## EXTRACT
______
Beji was a pretty sharp lady. She was able to make political capital of her son's martyrdom. Her husband Kishan Singh, however, was unable to give her much support in this, since he had started suffering from Alzheimer's disease. She was helped in managing the family's political image by Bibi Amrit Kaur, the only sister of Bhagat Singh and his four brothers.
While preparing to leave Okara, all of us who were departing from our home- Watan- reflected on what was happening to us and why? The immediate cause for our having to leave had nothing to do with what we had done to our neighbours, who were threatening us. We were, as were the Muslims coming over from India, victims of a general conflagration that robbed whole communities of Hindus and Muslims of sanity. Of course, if the blood soaked train full of dead and mutilated bodies and raped women had not come to Okara when it did, we may have stayed on for a little while--only a little while- longer. It would be unrealistic to believe that our stay in Okara could have been prolonged by more than a few weeks. The violence between Hindus and Muslims had started, in Bengal, especially Calcutta, Naokhali and many other places. It had started much before the actual formation of Pakistan. Even if the fateful train had not come when it did, events leading to our departure would have caught up with us sooner or later.
When I read the analysis of the violence during the Partition, I do not find adequate recognition of the significance of the fact that even before the actual transfer of power, all the government servants had been given the choice of opting for either India or Pakistan. This meant that many Hindu and Sikh government personnel left the areas likely to be included in Pakistan, and most of the Muslim officials had left the areas likely to be in India. As a result, government personnel, including Army units, members of the ICS, IPS and the lower echelons of civil and police services, could no longer be counted on being neutral. In fact, many government officials looked the other way when their co-religionists rioted and pushed vulnerable minorities out of their homes. I have always wanted to find out who ordered this exchange of army, police and civil officials, and why no body reflected on its likely impact on the law and order situation.
After the elections of 1946, Gandhiji was unable to bring about a compromise between the Congress and Muslim League about the formation of a joint Government, even though the agreement with the Cabinet Mission provided a framework for it and this could have prevented the division of the country. However, more than anyone else, the credit for bringing peace to such a large Hindu majority area must go to him. As we all know, he knew that a large number of Hindus hated him for his pacifism but being a man who was committed to the unity of all religions, he willingly paid for this with his life. Let us face it: ever since, both India and Pakistan are paying for the short sightedness of their leaders.
Without going into the long history of Hindu Muslim relations, it seems to me that a major cause of their animosity - which often led to violence - between these communities, was their professional specialisation. The Muslims, generally agriculturists or craftsmen, often saw Hindus as exploitative traders and middlemen who took away a large chunk from what they produced with the sweat of their brows.
Even in areas where Hindus and Sikhs had maintained low profiles because they were small minorities, they did not have much to do with the Muslims, whom they privately regarded as unclean and immoral. How could they accept, as equals, a community that ate beef and allowed first cousins to marry? Many Muslims hated the infidels who worshipped stone icons, and practised untouchability against their own co-religionists. Naturally, intermarriages between the two could never be accepted.
I sincerely believe that the Hindu-Muslim divide and the divide between various castes in India will never be bridged unless there are widespread intermarriages between them.
______
## INFORMATION

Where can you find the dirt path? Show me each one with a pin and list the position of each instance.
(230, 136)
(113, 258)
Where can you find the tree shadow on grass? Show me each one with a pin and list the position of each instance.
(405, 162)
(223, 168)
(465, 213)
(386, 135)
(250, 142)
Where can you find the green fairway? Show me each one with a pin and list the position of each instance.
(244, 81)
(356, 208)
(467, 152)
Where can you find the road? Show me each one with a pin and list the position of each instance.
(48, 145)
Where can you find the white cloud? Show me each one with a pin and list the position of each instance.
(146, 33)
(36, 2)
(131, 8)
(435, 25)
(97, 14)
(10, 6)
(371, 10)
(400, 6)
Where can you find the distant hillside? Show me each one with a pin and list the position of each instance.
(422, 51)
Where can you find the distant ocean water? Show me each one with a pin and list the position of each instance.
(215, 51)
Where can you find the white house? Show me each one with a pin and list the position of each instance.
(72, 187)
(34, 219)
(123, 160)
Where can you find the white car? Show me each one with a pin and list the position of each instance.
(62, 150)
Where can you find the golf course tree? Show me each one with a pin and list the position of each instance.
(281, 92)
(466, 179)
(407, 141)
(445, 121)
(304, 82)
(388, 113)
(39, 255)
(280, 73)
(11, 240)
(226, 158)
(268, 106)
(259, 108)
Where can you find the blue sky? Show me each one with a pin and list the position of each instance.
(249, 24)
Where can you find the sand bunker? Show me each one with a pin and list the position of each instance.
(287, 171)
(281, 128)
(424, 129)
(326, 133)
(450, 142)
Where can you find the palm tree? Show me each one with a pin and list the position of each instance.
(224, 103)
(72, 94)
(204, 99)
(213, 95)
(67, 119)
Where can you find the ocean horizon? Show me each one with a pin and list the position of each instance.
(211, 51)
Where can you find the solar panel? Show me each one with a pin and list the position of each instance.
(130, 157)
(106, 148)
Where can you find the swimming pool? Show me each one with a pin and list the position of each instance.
______
## TASKS TO CARRY OUT
a) List every person the Partition passage mentions by name.
b) Repeat word for word the part of the Partition passage starting at "I sincerely believe" and ending at "intermarriages between them.".
Draw only on the Partition passage.

## ANSWERS TO EACH TASK
a) Beji, Kishan Singh, Bibi Amrit Kaur, Bhagat Singh, Gandhiji

b)
I sincerely believe that the Hindu-Muslim divide and the divide between various castes in India will never be bridged unless there are widespread intermarriages between them.